== Instructions for the task ==
Without including any pictures, copy every line below exactly.

(Dataset entries)
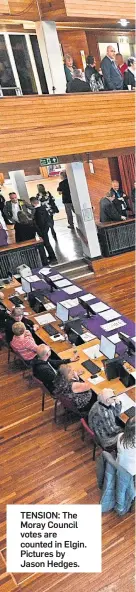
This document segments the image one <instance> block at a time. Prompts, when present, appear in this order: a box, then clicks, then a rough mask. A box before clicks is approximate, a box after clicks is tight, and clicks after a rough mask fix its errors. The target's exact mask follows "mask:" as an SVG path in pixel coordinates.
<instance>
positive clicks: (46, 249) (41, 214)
mask: <svg viewBox="0 0 136 592" xmlns="http://www.w3.org/2000/svg"><path fill="white" fill-rule="evenodd" d="M31 205H32V206H34V208H35V212H34V217H33V221H34V223H35V226H36V230H37V232H38V234H39V236H41V237H42V238H43V241H44V246H45V248H46V250H47V252H48V255H49V260H50V262H52V261H54V262H55V261H57V259H56V256H55V253H54V251H53V248H52V246H51V244H50V242H49V238H48V231H49V228H50V218H49V215H48V212H47V209H46V208H45V205H44V203H43V205H40V204H39V201H38V199H37V197H31Z"/></svg>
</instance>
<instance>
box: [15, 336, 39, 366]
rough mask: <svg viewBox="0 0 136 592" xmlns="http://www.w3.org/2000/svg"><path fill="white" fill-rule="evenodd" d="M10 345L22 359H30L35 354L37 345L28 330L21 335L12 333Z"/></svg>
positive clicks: (32, 356)
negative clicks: (11, 339) (11, 338)
mask: <svg viewBox="0 0 136 592" xmlns="http://www.w3.org/2000/svg"><path fill="white" fill-rule="evenodd" d="M11 346H12V347H13V349H14V351H15V352H17V353H19V354H20V356H22V358H23V359H24V360H32V359H33V358H34V357H35V356H36V353H37V345H36V343H35V341H34V339H33V337H32V335H31V333H30V331H28V330H26V331H25V333H24V334H23V335H19V336H17V335H14V337H13V339H12V341H11Z"/></svg>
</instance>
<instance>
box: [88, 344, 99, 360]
mask: <svg viewBox="0 0 136 592" xmlns="http://www.w3.org/2000/svg"><path fill="white" fill-rule="evenodd" d="M84 354H86V356H88V358H90V359H91V360H95V359H97V358H101V357H102V355H103V354H102V353H101V352H100V350H99V343H97V345H93V346H92V347H88V348H87V349H84Z"/></svg>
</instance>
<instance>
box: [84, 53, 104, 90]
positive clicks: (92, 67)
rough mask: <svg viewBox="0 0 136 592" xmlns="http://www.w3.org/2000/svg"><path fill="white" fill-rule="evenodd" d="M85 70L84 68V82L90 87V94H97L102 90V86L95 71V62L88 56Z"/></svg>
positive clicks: (102, 86)
mask: <svg viewBox="0 0 136 592" xmlns="http://www.w3.org/2000/svg"><path fill="white" fill-rule="evenodd" d="M86 64H87V66H86V68H85V78H86V82H88V84H89V85H90V89H91V91H92V92H99V91H100V90H104V84H103V81H102V76H101V75H100V74H99V72H98V71H97V70H96V61H95V58H94V57H93V56H88V57H87V59H86Z"/></svg>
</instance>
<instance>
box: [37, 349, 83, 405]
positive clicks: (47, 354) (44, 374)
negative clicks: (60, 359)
mask: <svg viewBox="0 0 136 592" xmlns="http://www.w3.org/2000/svg"><path fill="white" fill-rule="evenodd" d="M76 360H77V355H75V356H73V357H72V358H71V359H70V360H69V359H66V360H55V359H53V358H51V349H50V347H49V346H48V345H44V343H41V345H39V347H38V348H37V355H36V356H35V358H34V360H33V374H34V376H35V377H36V378H38V380H41V382H43V384H44V385H45V387H47V389H48V390H49V391H50V393H51V394H53V391H54V388H55V379H56V375H57V372H58V370H59V368H60V366H61V365H62V364H69V363H70V362H76Z"/></svg>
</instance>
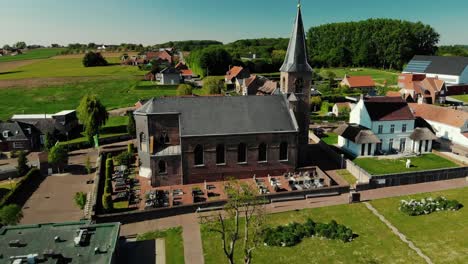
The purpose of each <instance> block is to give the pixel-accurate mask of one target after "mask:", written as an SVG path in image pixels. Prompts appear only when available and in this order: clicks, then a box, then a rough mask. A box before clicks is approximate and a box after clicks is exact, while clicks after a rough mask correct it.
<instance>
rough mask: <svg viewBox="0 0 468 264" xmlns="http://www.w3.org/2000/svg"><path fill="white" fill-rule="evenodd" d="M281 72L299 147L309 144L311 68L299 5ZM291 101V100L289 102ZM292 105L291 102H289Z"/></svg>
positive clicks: (281, 80) (283, 83)
mask: <svg viewBox="0 0 468 264" xmlns="http://www.w3.org/2000/svg"><path fill="white" fill-rule="evenodd" d="M280 72H281V80H280V82H281V83H280V86H281V92H282V93H283V94H287V95H288V98H291V96H292V97H293V98H294V104H296V105H295V107H294V114H295V116H296V120H297V124H298V126H299V145H302V146H304V145H307V144H308V142H309V122H310V102H309V100H310V88H311V85H312V67H310V65H309V63H308V58H307V47H306V39H305V34H304V25H303V23H302V13H301V4H300V3H299V4H298V5H297V17H296V21H295V23H294V27H293V31H292V35H291V39H290V40H289V46H288V51H287V52H286V58H285V60H284V63H283V65H282V66H281V68H280ZM290 101H291V100H290ZM291 103H293V102H291Z"/></svg>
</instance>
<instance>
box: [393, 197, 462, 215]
mask: <svg viewBox="0 0 468 264" xmlns="http://www.w3.org/2000/svg"><path fill="white" fill-rule="evenodd" d="M462 207H463V205H462V204H461V203H459V202H458V201H457V200H447V199H446V198H445V197H437V198H435V199H433V198H432V197H428V198H423V199H421V200H413V199H412V200H409V201H406V200H401V201H400V211H402V212H403V213H405V214H407V215H410V216H418V215H427V214H431V213H433V212H436V211H458V210H460V208H462Z"/></svg>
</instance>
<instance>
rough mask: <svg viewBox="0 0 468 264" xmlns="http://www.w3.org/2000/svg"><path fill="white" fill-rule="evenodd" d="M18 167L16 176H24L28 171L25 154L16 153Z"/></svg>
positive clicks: (27, 165)
mask: <svg viewBox="0 0 468 264" xmlns="http://www.w3.org/2000/svg"><path fill="white" fill-rule="evenodd" d="M17 162H18V166H16V172H17V173H18V176H24V175H26V173H28V171H29V166H28V158H27V155H26V152H24V151H20V152H19V153H18V159H17Z"/></svg>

== Written reply ==
This document segments the image one <instance> block at a time. Prompts, when present, appear in this order: a box, then clicks, then a rough mask. A box before clicks is approximate, a box after clicks is tight, and clicks after a rough mask fix its errors. The target's exact mask follows "mask:" as an SVG path in pixel coordinates.
<instance>
positive clicks: (46, 249) (41, 214)
mask: <svg viewBox="0 0 136 592" xmlns="http://www.w3.org/2000/svg"><path fill="white" fill-rule="evenodd" d="M31 205H32V206H34V208H35V212H34V217H33V221H34V223H35V226H36V230H37V232H38V234H39V236H41V237H42V238H43V241H44V246H45V248H46V250H47V252H48V255H49V260H50V262H52V261H54V262H55V261H57V259H56V256H55V253H54V251H53V248H52V246H51V244H50V242H49V238H48V231H49V228H50V218H49V215H48V212H47V209H46V208H45V205H44V203H43V205H40V204H39V201H38V199H37V197H31Z"/></svg>
</instance>
<instance>
box: [15, 336, 39, 366]
rough mask: <svg viewBox="0 0 136 592" xmlns="http://www.w3.org/2000/svg"><path fill="white" fill-rule="evenodd" d="M10 345L22 359H30L35 354L37 345L28 330L21 335L12 333Z"/></svg>
positive clicks: (32, 356)
negative clicks: (11, 339) (11, 338)
mask: <svg viewBox="0 0 136 592" xmlns="http://www.w3.org/2000/svg"><path fill="white" fill-rule="evenodd" d="M11 346H12V347H13V349H14V351H15V352H17V353H19V354H20V356H22V358H23V359H24V360H32V359H33V358H34V357H35V356H36V353H37V345H36V343H35V341H34V339H33V337H32V335H31V333H30V331H28V330H26V331H25V333H24V334H23V335H19V336H17V335H14V337H13V339H12V341H11Z"/></svg>
</instance>
<instance>
box: [88, 344, 99, 360]
mask: <svg viewBox="0 0 136 592" xmlns="http://www.w3.org/2000/svg"><path fill="white" fill-rule="evenodd" d="M84 354H86V356H88V358H90V359H91V360H95V359H97V358H101V357H102V355H103V354H102V353H101V352H100V350H99V343H97V345H93V346H92V347H88V348H87V349H84Z"/></svg>
</instance>
<instance>
box: [84, 53, 104, 90]
positive clicks: (92, 67)
rough mask: <svg viewBox="0 0 136 592" xmlns="http://www.w3.org/2000/svg"><path fill="white" fill-rule="evenodd" d="M85 70L84 68V82L90 87V94H97L102 90V86L95 71V62L88 56Z"/></svg>
positive clicks: (102, 86)
mask: <svg viewBox="0 0 136 592" xmlns="http://www.w3.org/2000/svg"><path fill="white" fill-rule="evenodd" d="M86 64H87V66H86V68H85V78H86V82H88V84H89V85H90V89H91V91H92V92H99V91H100V90H104V84H103V81H102V76H101V75H100V74H99V72H98V71H97V70H96V61H95V58H94V57H93V56H88V57H87V59H86Z"/></svg>
</instance>
<instance>
box: [37, 349, 83, 405]
positive clicks: (47, 354) (44, 374)
negative clicks: (60, 359)
mask: <svg viewBox="0 0 136 592" xmlns="http://www.w3.org/2000/svg"><path fill="white" fill-rule="evenodd" d="M76 360H77V355H75V356H73V357H72V358H71V359H70V360H69V359H66V360H55V359H53V358H51V349H50V347H49V346H48V345H44V343H41V345H39V347H38V348H37V355H36V356H35V358H34V360H33V374H34V376H35V377H36V378H38V380H41V382H43V384H44V385H45V387H47V389H48V390H49V391H50V393H51V394H53V391H54V388H55V379H56V375H57V372H58V370H59V368H60V366H61V365H62V364H69V363H70V362H76Z"/></svg>
</instance>
The purpose of each <instance> block is to give the pixel-accurate mask of one target after "mask:", written as an SVG path in image pixels. Prompts appear only when available and in this order: clicks, then a box, then a rough mask. A box before clicks is approximate and a box after clicks is exact, while clicks after a rough mask correct it.
<instance>
rough mask: <svg viewBox="0 0 468 264" xmlns="http://www.w3.org/2000/svg"><path fill="white" fill-rule="evenodd" d="M281 72L299 147L309 144L311 68L299 5ZM291 101V100L289 102ZM292 105L291 102H289Z"/></svg>
positive clicks: (281, 80) (283, 83)
mask: <svg viewBox="0 0 468 264" xmlns="http://www.w3.org/2000/svg"><path fill="white" fill-rule="evenodd" d="M280 72H281V80H280V82H281V83H280V86H281V92H282V93H283V94H287V95H288V98H291V96H292V97H293V98H294V104H296V105H295V107H294V114H295V116H296V120H297V124H298V126H299V145H302V146H304V145H307V144H308V142H309V122H310V102H309V100H310V88H311V85H312V67H310V65H309V63H308V58H307V47H306V39H305V34H304V25H303V23H302V13H301V4H300V3H299V4H298V5H297V17H296V21H295V23H294V27H293V31H292V35H291V39H290V40H289V46H288V51H287V52H286V58H285V60H284V63H283V65H282V66H281V68H280ZM290 101H291V100H290ZM291 103H293V102H291Z"/></svg>
</instance>
<instance>
box: [393, 197, 462, 215]
mask: <svg viewBox="0 0 468 264" xmlns="http://www.w3.org/2000/svg"><path fill="white" fill-rule="evenodd" d="M462 207H463V205H462V204H461V203H459V202H458V201H457V200H447V199H446V198H445V197H437V198H435V199H433V198H432V197H428V198H423V199H421V200H413V199H412V200H409V201H406V200H401V201H400V211H402V212H403V213H405V214H407V215H410V216H418V215H427V214H431V213H433V212H436V211H458V210H460V208H462Z"/></svg>
</instance>
<instance>
rough mask: <svg viewBox="0 0 468 264" xmlns="http://www.w3.org/2000/svg"><path fill="white" fill-rule="evenodd" d="M18 167L16 176H24L28 171L25 154L16 153Z"/></svg>
positive clicks: (27, 165)
mask: <svg viewBox="0 0 468 264" xmlns="http://www.w3.org/2000/svg"><path fill="white" fill-rule="evenodd" d="M17 162H18V166H16V172H17V173H18V176H24V175H26V173H28V171H29V166H28V158H27V155H26V152H24V151H20V152H19V153H18V159H17Z"/></svg>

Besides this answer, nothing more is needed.